**Passage shown:**
If our earlier level 4 lockdowns felt eerie, with the lucky of us almost sleepwalking into domestic housewifery, nature walks and having our children surprise us, those pauses and the mesmerising change from busy lives at least allowed us to process even the big, sad stuff with our working minds.
We could see opportunities for useful reflection and action towards radical, much-needed change, if not immediately.
This lockdown has no such small consolations. We can be forgiven for taking a body blow, and not really knowing why. Real threats and noisy urgency inevitably throw up more primal reactions and it’s hard to be your best self.
Even in the uneasy month before this long-feared Covid outbreak within our borders, we had the Intergovernmental Panel on Climate Change declaring the environmental catastrophe “unequivocal” and reaching into every corner of the globe.
Then the UN called New Zealand’s brutal housing shortage a “human rights crisis”. That’s us – a cherished social housing poster nation for 80 years – brought down by democratic governments whose GDP successes rested on massive immigration and a pernicious ideology that only an unregulated market could fix it.

**Data records:**

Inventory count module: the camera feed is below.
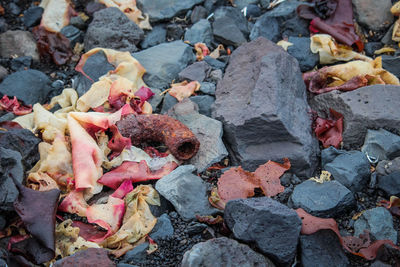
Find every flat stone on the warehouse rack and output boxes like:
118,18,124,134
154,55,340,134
0,30,39,61
352,0,394,31
179,61,211,82
361,129,400,160
378,171,400,198
354,207,397,244
300,230,350,267
290,180,355,218
184,19,213,47
287,37,319,72
168,99,228,172
213,37,318,177
181,237,275,267
224,197,301,266
140,25,167,49
156,165,218,221
149,213,174,242
137,0,204,22
0,70,53,105
322,151,370,193
85,7,144,52
133,41,195,89
0,147,24,213
310,85,400,148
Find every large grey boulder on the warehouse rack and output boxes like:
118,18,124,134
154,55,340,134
224,197,301,266
137,0,204,22
213,37,318,177
85,7,144,52
156,165,219,221
310,85,400,148
181,237,275,267
133,41,196,89
168,99,228,172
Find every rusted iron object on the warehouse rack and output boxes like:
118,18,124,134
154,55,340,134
117,114,200,160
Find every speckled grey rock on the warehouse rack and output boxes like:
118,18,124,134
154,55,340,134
290,180,355,218
168,99,228,172
224,197,301,266
354,207,397,244
156,165,218,221
181,237,275,267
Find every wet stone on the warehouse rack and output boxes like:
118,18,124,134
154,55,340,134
290,180,355,218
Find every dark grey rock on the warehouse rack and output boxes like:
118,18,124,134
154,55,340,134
161,93,179,114
322,151,370,193
361,129,400,160
149,213,174,242
0,70,52,105
60,25,83,47
224,197,301,266
185,19,213,47
310,85,400,148
10,57,32,71
378,171,400,198
181,237,275,267
137,0,204,22
189,95,215,117
287,37,319,72
85,7,144,52
0,147,24,213
203,56,226,70
354,207,397,244
122,242,149,263
0,31,39,61
190,6,208,24
140,25,167,49
213,38,318,177
352,0,394,31
382,55,400,78
364,42,386,57
200,82,215,95
0,129,42,170
168,99,228,172
291,180,355,218
376,157,400,176
156,165,218,221
179,61,211,82
23,6,44,28
133,41,195,89
300,230,350,267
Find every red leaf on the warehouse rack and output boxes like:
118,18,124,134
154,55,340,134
313,109,343,148
98,160,178,189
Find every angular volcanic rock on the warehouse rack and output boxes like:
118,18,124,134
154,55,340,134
310,85,400,148
224,197,301,266
214,37,318,176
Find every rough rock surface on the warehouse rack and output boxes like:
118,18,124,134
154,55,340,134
137,0,204,22
85,7,144,52
354,207,397,244
224,197,301,266
361,129,400,160
0,31,39,61
0,70,53,105
352,0,394,31
156,165,218,221
290,180,355,218
168,99,228,172
300,230,349,267
213,38,318,176
133,41,195,89
322,150,370,193
310,85,400,147
181,237,275,267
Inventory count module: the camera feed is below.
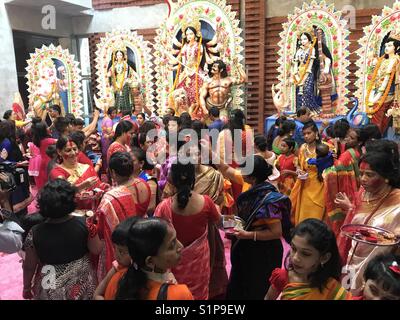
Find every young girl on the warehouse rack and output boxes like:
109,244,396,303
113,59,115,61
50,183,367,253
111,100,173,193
94,217,138,300
265,219,351,300
353,253,400,300
115,218,193,300
276,138,299,196
272,120,296,155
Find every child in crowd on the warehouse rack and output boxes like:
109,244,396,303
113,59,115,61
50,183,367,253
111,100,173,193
353,253,400,300
307,143,333,182
276,138,298,196
265,219,351,300
46,144,58,175
94,217,137,300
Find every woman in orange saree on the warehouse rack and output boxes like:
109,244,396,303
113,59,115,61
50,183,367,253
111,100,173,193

**Activity:**
Translate this sentence from the lockdown piece into Spanish: "This lockdown has no such small consolations." The data comes from a different source than the text.

**Task answer:**
Este confinamiento no tiene esos pequeños consuelos.